C++ Logo

sg15

Advanced search

Re: [isocpp-sg15] [isocpp-sg21] P3835 -- Different contract checking for different libraries

From: Jayesh Badwaik <jayesh_at_[hidden]>
Date: Fri, 24 Oct 2025 15:21:37 +0200
A library wide specification of auch enforcement can be done probably only
at module level. So contracts enforcement should probably be specified as
part of ita module interface when building.

Best
Jayesh

On Fri, Oct 24, 2025, 15:08 Jayesh Badwaik <jayesh_at_[hidden]> wrote:

> > I *do* want to be able to control the semantic of my checks, but I want
> to be able to have a given semantic for my checks, and possibly some other
> semantic for checks from “library A”, and yet another set for “library B”.
>
> > That still fails to do what i want, which is to have the library provide
> know that the semantic they choose will be the one used when the program is
> linked.

● **Material**

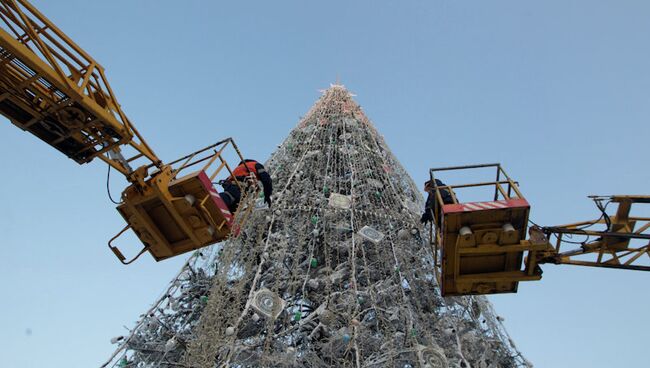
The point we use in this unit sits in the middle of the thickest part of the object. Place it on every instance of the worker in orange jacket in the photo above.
(246, 170)
(431, 204)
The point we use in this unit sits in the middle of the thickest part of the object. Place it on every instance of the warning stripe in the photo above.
(476, 206)
(471, 207)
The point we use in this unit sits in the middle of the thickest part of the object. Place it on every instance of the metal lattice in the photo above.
(337, 273)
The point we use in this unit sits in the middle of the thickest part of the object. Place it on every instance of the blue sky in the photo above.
(557, 91)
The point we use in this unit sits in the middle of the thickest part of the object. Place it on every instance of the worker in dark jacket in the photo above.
(430, 206)
(247, 170)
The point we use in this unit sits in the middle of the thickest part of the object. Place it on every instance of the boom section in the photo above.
(52, 88)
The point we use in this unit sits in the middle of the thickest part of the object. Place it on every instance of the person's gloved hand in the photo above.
(426, 217)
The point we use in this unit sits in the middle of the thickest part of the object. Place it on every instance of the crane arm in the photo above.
(52, 88)
(620, 241)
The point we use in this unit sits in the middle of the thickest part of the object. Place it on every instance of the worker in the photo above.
(430, 206)
(243, 174)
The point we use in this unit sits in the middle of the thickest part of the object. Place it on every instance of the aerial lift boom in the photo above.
(483, 246)
(52, 88)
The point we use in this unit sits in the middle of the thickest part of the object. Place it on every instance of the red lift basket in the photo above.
(481, 244)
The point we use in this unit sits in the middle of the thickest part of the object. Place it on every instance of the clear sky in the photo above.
(557, 91)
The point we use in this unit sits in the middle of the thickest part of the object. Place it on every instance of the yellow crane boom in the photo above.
(52, 88)
(484, 248)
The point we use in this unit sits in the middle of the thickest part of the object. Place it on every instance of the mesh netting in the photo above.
(338, 273)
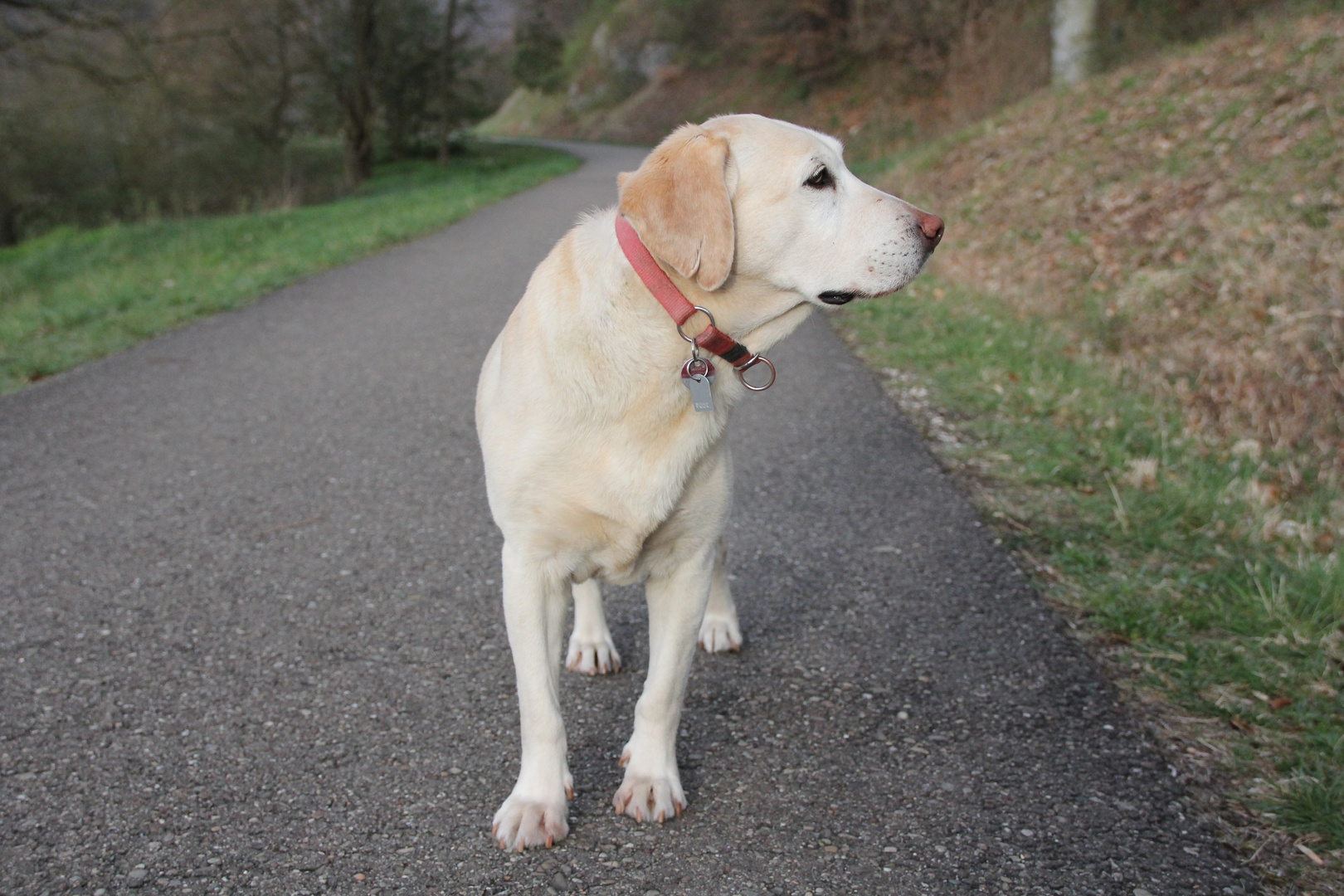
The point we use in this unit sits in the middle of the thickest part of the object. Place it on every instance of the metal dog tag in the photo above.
(699, 382)
(702, 398)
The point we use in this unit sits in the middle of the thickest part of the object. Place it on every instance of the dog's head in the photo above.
(750, 197)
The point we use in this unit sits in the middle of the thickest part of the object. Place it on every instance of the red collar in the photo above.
(711, 338)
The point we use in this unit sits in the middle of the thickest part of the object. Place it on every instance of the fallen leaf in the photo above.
(1307, 850)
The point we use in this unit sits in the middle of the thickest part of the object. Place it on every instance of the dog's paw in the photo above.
(719, 635)
(522, 822)
(650, 796)
(592, 655)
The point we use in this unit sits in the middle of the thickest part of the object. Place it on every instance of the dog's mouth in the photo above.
(838, 296)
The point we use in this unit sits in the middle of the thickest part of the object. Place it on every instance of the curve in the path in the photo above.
(251, 637)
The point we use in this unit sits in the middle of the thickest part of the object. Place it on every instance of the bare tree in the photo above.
(340, 42)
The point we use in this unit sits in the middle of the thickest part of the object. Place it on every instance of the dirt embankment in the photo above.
(1186, 218)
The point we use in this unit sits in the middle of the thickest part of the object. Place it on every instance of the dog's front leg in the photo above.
(592, 649)
(719, 631)
(535, 815)
(652, 786)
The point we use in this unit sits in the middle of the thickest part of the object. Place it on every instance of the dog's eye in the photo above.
(821, 180)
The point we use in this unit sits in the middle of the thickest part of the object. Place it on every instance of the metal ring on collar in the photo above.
(752, 362)
(704, 310)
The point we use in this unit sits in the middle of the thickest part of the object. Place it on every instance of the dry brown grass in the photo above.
(1187, 217)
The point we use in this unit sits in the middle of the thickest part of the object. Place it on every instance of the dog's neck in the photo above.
(756, 314)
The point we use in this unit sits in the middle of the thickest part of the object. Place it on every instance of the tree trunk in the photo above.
(1074, 41)
(448, 84)
(359, 95)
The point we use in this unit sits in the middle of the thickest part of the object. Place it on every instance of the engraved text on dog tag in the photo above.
(700, 395)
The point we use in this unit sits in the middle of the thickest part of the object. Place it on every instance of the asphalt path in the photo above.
(253, 640)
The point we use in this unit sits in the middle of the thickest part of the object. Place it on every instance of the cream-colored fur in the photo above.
(596, 464)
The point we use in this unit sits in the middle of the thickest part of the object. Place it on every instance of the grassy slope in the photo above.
(74, 296)
(1202, 553)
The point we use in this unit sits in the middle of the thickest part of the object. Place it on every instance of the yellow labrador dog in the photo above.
(605, 458)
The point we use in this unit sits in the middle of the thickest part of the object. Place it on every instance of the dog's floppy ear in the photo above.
(679, 203)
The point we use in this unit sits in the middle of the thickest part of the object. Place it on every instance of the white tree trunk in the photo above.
(1073, 41)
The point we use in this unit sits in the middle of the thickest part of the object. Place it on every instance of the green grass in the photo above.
(1226, 605)
(73, 296)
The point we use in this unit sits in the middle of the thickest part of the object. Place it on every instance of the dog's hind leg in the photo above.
(535, 815)
(592, 649)
(719, 631)
(652, 786)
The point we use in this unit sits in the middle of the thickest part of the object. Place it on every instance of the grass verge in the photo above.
(73, 296)
(1205, 587)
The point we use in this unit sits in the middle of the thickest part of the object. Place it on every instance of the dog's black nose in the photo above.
(930, 229)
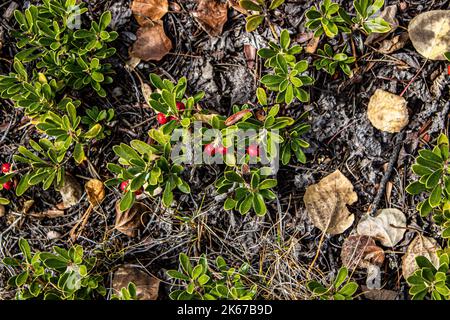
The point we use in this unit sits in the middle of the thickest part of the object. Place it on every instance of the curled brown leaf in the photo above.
(152, 43)
(361, 252)
(326, 203)
(147, 287)
(211, 15)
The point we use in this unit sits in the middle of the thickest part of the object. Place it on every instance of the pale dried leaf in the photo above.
(129, 222)
(145, 10)
(388, 226)
(420, 246)
(387, 111)
(211, 15)
(95, 191)
(312, 46)
(152, 43)
(430, 33)
(147, 287)
(71, 192)
(326, 203)
(359, 252)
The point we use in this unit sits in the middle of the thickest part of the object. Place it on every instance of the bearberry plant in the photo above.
(429, 281)
(58, 55)
(287, 78)
(330, 61)
(432, 168)
(201, 282)
(57, 275)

● **Task objective**
Continue the mailing-list post on contract checking for different libraries, starting after its last line.

● **Reply**
>
> What you're asking for is source code auithor to control contract
> enforcement. The only way a source code author can control enforcement is
> by putting the syntax for observe/ignore/enforce in source code, because
> thats the only place that the author of code has control over.
>
>
>
>
> Best
>
> On Fri, Oct 24, 2025, 12:31 John Spicer via SG15 <sg15_at_[hidden]>
> wrote:
>
>> Your proposal is essentially a form of labels.
>>
>> As I have previously commented, it is not clear that something like
>> labels is a right solution for my issue because of the need to decorate
>> every pre/post/contract_assert.
>>
>> It also doesn’t really address my concern because I *do* want to be able
>> to control the semantic of my checks, but I want to be able to have a given
>> semantic for my checks, and possibly some other semantic for checks from
>> “library A”, and yet another set for “library B”.
>>
>> John.
>>
>> On Oct 23, 2025, at 5:30 PM, Tom Honermann <tom_at_[hidden]> wrote:
>>
>> On 10/23/25 4:31 PM, John Spicer wrote:
>>
>> I want to provide the guarantee because I want to be able to have checks
>> that I know are enforced.
>>
>> If I don’t know they are enforced, then I’ll keep using my macro-based
>> solution where I know that they are.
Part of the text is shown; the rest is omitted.